**LESETEXT:**
Nein, noch schlimmer. Buchkunden sind längst nicht mehr verlagstreu, kaufen nach Cover, Titel und (Marken)Namen. Gerade bei der Massenware werden Verlage immer austauschbarer (sind wir da wieder bei der Angst vor dem Verlinken?). Nur wenige Hardliner wie Diogenes oder kleinere Literaturverlage leisten sich eine beim Leser begehrte Corporate Identity (Beispiel), die perfekt zum Inhalt passt: Man findet die Bücher im Laden schon von weitem und wird als Fan vom Inhalt hinter dem Design selten enttäuscht. Altmodisch? Der bisher unverkennbare Aufbauverlag passt sich lieber an Wühltische an und auch Suhrkamp macht jetzt auf bunt und Fantasy.

Es passiert genau das, was Glaser und Langner sezieren. Leserinnen und Leser befinden sich auf See, die Textwellen schlagen hoch, schier unendlich scheint die Flut der Neuerscheinungen und will nicht abebben. Wer eine der großen Buchketten betritt, hält das Fernrohr am besten verkehrt herum, um durch gemachte Bestsellerstapel und Wühltischfluten nicht vom Wunschkurs abzukommen. Gnade dem, der genau weiß, wo er hinsteuert. Oder einen Sextant hat.

Gespeicherte Einträge
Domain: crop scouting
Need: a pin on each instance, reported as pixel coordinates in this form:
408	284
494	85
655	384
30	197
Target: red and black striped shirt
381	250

**GELESENES ANWENDEN:**
(a) Warum werden Verlage laut dem Lesetext gerade bei der Massenware immer austauschbarer? Antworten Sie in ein bis drei Sätzen.
(b) Schreiben Sie aus dem Lesetext alles von „Es passiert genau“ bis hinunter zu „einen Sextant hat.“ wortgetreu ab.

**GELÖSTE AUFGABEN:**
(a) Buchkunden sind längst nicht mehr verlagstreu. Sie kaufen nach Cover, Titel und (Marken)Namen, sodass der Verlag selbst bei der Kaufentscheidung kaum noch zählt.

(b)
Es passiert genau das, was Glaser und Langner sezieren. Leserinnen und Leser befinden sich auf See, die Textwellen schlagen hoch, schier unendlich scheint die Flut der Neuerscheinungen und will nicht abebben. Wer eine der großen Buchketten betritt, hält das Fernrohr am besten verkehrt herum, um durch gemachte Bestsellerstapel und Wühltischfluten nicht vom Wunschkurs abzukommen. Gnade dem, der genau weiß, wo er hinsteuert. Oder einen Sextant hat.